Stated goal:
Please answer these from the "Re-cyclical Abyss" text below:
1. Who is named beneath the opening quotation?
2. What animals did Ebar hunt to feed his family?
3. For how many nights did a portion of the river bank fall into the current?

Text to read:
****************

Saturday, December 19, 2009

Re-cyclical Abyss

The world is a spinning die, and everything turns and changes:
man is turned to an angel and an angel to man; and the head to
the foot, and the foot to the head. Thus all things turn and spin and
change, this into that, and that into this, the topmost to the under-
most, and the undermost to the topmost. For at the root all is one,
and salvation inheres in the change and return of things.

Nahman of Bratzlav

Way up north, in the land of the northern lights, where the sun never sets
in the summer and winter nights last for months, there once lived a man
named Ebar, who hunted seals and walrus to feed his family.

One day while he was off hunting, Ebar's kayak overturned in the icy waters.
Down, down he went to the bottom of the sea. Then slowly he rose up to the surface
again. When he climbed out of the water, Ebar found himself in a strange land. He
began to walk, not knowing where he was going. He walked and walked until he was
so tired he could walk no more. Ebar sat down under a large tree with spreading
branches, some distance from a strong flowing river.

At first light of dawn Ebar could see that a piece of the river bank had broken off
and been swept away with the current. The next night his sleep was interrupted again
by the same sound. Sure enough, in the morning he could see another piece of river
bank had vanished. Every night for nine nights a portion of the river bank fell
into the current with a crash. By now the edge of the river was so close,
it was almost at his feet.

****************

Source data:
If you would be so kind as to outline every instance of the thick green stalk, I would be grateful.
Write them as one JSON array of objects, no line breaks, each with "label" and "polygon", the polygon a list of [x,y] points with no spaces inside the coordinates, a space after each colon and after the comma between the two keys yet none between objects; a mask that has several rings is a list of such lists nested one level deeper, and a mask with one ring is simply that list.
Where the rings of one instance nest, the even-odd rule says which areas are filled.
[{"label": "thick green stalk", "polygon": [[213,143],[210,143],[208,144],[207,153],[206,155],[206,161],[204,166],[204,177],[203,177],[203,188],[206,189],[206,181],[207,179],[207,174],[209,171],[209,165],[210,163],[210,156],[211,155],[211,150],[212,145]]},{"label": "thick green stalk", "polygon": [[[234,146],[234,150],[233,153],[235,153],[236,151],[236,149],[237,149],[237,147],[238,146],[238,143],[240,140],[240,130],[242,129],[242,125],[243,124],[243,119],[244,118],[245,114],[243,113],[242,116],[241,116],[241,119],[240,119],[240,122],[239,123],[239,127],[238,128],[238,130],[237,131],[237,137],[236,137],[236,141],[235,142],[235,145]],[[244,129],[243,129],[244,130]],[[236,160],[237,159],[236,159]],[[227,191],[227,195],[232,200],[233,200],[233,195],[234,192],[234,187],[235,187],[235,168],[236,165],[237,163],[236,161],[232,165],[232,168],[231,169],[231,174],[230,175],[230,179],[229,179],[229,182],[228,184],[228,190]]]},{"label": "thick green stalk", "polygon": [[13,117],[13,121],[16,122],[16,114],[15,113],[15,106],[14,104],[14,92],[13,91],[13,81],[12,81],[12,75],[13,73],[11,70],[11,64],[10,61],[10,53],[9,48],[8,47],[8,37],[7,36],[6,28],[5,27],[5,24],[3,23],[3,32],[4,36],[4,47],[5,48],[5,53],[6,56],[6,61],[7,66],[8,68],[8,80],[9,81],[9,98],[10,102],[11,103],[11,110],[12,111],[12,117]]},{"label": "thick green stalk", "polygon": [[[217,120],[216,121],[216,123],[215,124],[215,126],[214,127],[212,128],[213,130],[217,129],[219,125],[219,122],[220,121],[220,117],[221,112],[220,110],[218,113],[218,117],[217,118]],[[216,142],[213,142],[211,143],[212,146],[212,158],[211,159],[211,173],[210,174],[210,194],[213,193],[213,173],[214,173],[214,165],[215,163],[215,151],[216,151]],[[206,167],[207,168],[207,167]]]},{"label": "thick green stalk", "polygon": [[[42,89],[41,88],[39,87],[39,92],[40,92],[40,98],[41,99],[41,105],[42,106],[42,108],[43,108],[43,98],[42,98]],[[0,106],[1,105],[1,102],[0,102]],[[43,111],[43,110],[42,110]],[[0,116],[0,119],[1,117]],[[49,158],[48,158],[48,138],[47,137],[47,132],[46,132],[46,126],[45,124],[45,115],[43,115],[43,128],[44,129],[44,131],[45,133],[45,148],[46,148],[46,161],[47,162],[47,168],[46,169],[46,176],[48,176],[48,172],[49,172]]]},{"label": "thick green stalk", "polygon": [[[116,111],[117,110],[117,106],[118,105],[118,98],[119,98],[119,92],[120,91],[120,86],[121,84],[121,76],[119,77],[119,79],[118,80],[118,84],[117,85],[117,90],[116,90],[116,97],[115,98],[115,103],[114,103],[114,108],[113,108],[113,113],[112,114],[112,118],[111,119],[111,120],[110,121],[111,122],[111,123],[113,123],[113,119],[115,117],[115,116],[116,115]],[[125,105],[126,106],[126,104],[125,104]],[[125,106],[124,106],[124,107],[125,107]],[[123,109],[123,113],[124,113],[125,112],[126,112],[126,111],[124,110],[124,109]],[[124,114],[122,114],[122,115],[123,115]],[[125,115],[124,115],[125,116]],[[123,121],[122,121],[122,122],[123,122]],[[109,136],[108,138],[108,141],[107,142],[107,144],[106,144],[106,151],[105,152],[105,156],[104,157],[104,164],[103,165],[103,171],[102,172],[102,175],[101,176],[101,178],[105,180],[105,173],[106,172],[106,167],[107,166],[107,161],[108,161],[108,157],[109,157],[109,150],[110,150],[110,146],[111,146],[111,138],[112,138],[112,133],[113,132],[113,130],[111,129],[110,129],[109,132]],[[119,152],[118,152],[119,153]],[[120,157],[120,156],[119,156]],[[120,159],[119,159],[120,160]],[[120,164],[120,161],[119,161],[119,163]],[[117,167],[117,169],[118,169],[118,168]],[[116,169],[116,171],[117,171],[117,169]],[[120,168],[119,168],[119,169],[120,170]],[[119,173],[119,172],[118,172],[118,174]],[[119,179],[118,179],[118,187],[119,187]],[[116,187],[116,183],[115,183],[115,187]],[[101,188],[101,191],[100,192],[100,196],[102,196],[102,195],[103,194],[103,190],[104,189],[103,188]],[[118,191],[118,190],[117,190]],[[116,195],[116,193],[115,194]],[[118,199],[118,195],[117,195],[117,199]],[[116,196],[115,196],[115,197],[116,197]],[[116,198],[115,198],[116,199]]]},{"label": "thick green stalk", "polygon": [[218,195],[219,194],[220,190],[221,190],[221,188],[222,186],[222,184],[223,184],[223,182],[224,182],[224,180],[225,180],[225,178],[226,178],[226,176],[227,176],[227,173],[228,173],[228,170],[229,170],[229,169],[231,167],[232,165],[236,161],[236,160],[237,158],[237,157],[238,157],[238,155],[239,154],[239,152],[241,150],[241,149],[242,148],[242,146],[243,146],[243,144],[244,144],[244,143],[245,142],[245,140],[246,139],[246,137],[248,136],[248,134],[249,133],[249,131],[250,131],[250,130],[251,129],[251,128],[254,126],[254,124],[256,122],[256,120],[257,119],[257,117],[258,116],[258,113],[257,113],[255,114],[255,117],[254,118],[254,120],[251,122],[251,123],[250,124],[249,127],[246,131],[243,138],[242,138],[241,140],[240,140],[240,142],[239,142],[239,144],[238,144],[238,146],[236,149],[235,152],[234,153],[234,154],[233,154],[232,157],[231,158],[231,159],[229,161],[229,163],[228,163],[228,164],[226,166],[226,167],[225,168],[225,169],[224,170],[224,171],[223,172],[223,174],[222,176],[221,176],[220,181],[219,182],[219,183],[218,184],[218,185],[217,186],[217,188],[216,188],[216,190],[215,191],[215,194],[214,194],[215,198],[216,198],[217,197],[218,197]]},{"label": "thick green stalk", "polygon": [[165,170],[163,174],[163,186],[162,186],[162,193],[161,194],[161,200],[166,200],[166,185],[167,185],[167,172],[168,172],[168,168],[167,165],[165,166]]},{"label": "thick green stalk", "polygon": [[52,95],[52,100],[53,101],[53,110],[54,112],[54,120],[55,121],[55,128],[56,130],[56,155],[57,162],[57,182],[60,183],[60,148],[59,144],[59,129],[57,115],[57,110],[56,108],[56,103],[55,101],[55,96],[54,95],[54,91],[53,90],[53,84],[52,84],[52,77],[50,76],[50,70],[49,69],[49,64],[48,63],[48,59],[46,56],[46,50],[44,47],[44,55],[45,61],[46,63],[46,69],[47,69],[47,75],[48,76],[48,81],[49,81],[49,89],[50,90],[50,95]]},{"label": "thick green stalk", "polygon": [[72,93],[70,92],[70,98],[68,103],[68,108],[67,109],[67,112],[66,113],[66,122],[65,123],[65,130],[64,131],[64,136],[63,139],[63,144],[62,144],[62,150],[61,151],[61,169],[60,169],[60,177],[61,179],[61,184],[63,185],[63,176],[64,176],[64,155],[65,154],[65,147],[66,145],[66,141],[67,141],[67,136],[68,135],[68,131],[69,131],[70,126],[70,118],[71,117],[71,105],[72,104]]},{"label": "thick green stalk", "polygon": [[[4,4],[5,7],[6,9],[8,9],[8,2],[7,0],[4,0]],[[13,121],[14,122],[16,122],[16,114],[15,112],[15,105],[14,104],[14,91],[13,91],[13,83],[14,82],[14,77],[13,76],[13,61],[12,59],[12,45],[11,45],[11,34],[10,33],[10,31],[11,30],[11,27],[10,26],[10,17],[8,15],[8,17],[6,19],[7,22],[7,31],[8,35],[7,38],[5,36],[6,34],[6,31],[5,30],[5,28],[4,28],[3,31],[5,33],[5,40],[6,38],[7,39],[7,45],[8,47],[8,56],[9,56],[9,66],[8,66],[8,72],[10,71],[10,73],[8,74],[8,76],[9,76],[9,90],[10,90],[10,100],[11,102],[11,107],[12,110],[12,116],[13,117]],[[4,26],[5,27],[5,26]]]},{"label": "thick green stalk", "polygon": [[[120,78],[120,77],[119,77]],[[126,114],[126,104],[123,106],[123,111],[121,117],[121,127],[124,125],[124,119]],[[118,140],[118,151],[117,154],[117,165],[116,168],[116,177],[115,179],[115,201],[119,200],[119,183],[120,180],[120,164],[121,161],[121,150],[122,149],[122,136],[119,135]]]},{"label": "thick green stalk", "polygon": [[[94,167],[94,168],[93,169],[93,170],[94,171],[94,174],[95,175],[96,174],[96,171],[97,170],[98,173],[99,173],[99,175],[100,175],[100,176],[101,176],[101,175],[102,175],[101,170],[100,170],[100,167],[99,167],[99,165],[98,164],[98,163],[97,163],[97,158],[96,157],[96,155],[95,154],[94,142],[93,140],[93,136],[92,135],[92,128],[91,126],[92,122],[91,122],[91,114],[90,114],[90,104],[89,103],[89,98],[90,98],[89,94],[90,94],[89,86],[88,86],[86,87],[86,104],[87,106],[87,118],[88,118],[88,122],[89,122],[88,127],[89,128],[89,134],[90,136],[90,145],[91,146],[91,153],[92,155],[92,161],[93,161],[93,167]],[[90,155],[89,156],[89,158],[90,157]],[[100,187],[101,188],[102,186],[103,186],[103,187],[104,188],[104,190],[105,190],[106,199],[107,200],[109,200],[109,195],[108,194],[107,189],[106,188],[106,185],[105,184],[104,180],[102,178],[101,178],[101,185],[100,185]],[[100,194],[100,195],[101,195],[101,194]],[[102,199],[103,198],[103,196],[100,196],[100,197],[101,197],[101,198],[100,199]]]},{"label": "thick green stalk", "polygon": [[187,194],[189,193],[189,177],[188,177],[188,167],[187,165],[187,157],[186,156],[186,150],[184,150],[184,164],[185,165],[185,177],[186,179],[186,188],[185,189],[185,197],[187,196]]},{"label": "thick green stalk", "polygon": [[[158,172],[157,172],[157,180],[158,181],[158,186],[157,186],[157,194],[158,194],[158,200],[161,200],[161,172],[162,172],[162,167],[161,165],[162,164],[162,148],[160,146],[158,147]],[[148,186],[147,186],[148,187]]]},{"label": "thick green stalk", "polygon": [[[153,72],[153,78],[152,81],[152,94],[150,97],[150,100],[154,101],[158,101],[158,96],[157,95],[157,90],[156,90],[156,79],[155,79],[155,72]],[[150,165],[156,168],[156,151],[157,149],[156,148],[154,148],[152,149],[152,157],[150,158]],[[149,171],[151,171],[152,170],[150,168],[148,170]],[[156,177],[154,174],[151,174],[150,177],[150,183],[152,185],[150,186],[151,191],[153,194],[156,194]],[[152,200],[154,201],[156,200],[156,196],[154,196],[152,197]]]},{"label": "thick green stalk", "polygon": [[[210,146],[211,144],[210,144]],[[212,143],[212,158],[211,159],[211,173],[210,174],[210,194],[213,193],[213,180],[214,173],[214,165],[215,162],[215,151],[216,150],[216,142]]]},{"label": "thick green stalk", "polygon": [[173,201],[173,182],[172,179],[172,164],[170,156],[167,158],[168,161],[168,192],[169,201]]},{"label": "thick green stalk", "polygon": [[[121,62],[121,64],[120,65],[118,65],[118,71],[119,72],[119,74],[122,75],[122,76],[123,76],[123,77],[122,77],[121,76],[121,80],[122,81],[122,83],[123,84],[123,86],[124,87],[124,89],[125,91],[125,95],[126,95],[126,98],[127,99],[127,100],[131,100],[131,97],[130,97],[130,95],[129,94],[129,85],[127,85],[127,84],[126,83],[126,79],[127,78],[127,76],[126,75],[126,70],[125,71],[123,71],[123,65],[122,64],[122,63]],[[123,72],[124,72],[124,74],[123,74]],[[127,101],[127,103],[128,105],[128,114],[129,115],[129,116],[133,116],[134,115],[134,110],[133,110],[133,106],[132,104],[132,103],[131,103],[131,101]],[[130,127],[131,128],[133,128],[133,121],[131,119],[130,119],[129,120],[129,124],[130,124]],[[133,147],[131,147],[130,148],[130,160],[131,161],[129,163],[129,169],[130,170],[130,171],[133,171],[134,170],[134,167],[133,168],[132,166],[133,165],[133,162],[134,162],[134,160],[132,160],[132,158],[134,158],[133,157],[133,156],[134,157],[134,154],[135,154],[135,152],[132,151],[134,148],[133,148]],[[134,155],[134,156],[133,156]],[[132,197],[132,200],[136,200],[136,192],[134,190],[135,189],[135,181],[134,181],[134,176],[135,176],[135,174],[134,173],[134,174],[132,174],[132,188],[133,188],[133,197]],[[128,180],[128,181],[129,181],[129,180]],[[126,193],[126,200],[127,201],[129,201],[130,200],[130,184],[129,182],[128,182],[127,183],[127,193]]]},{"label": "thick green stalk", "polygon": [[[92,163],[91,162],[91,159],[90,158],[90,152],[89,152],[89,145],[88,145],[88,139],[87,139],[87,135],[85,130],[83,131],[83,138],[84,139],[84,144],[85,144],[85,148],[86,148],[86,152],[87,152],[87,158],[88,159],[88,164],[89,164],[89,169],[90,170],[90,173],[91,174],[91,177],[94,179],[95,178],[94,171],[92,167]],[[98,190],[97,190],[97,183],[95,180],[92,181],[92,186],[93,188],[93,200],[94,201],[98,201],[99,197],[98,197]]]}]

****************

Complete output:
1. Nahman of Bratzlav
2. Seals and walrus
3. Nine